**EXERCISE AIM**. Word for word, repeat each of the records below.

(Saved data entries)
════════

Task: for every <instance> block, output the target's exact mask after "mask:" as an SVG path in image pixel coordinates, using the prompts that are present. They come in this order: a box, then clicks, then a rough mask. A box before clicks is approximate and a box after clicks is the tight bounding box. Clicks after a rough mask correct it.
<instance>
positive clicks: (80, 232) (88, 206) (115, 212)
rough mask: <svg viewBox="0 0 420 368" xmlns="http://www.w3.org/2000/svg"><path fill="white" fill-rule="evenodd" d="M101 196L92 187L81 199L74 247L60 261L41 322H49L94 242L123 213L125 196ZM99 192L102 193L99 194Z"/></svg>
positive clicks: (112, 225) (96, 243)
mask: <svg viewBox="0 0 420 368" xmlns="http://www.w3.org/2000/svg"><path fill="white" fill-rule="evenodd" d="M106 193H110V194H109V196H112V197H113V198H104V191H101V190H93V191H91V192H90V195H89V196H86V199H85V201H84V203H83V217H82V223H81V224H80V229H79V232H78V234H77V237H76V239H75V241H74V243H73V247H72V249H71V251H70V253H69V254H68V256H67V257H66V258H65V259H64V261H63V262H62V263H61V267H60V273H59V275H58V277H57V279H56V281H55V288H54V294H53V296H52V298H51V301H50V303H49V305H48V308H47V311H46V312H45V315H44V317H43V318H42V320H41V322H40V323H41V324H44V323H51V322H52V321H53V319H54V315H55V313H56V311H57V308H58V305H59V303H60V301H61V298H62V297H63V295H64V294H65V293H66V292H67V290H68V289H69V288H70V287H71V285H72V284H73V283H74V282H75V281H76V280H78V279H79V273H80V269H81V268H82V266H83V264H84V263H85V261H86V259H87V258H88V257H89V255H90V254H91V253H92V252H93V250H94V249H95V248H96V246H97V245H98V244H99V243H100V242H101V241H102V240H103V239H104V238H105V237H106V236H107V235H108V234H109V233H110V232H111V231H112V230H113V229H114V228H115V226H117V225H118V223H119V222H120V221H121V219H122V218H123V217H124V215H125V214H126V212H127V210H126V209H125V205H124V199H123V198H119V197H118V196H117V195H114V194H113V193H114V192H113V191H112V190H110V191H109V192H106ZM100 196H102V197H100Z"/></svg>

════════

**OUTPUT**.
Task: for every <instance> block, output the target's exact mask after "mask:" as an SVG path in image pixel coordinates, using the prompts that are present. They come in this order: a box, then clicks, then a rough mask. A box before clicks is approximate and a box after clicks is the tight bounding box. Clicks after a rough mask correct it.
<instance>
positive clicks: (80, 232) (88, 206) (115, 212)
rough mask: <svg viewBox="0 0 420 368" xmlns="http://www.w3.org/2000/svg"><path fill="white" fill-rule="evenodd" d="M101 196L92 187L81 199L74 247L60 261L41 322H49L94 242L123 213L125 196ZM99 192L102 193L99 194Z"/></svg>
positive clicks: (112, 225) (96, 243)
mask: <svg viewBox="0 0 420 368" xmlns="http://www.w3.org/2000/svg"><path fill="white" fill-rule="evenodd" d="M106 193H110V194H109V196H112V197H113V198H104V191H101V190H93V191H91V192H90V195H89V196H86V199H85V201H84V203H83V217H82V223H81V224H80V229H79V232H78V234H77V237H76V239H75V241H74V243H73V247H72V249H71V251H70V253H69V254H68V256H67V257H66V258H65V259H64V261H63V262H62V263H61V267H60V273H59V275H58V277H57V279H56V281H55V288H54V294H53V296H52V298H51V301H50V303H49V305H48V308H47V311H46V312H45V315H44V317H43V318H42V320H41V322H40V323H41V324H44V323H51V322H52V321H53V319H54V315H55V313H56V311H57V308H58V305H59V303H60V301H61V298H62V297H63V295H64V294H65V293H66V292H67V290H68V289H69V288H70V287H71V285H72V284H73V283H74V282H75V281H76V280H78V279H79V273H80V269H81V268H82V266H83V264H84V263H85V261H86V259H87V258H88V257H89V255H90V254H91V253H92V252H93V250H94V249H95V248H96V246H97V245H98V244H99V243H100V242H101V241H102V240H103V239H104V238H105V237H106V236H107V235H108V234H109V233H110V232H111V231H112V230H113V229H114V228H115V226H117V225H118V223H119V222H120V221H121V219H122V218H123V217H124V215H125V214H126V212H127V210H126V209H125V205H124V199H123V198H119V197H118V196H117V195H114V194H113V193H114V192H113V191H112V190H110V191H109V192H106ZM100 196H102V197H100Z"/></svg>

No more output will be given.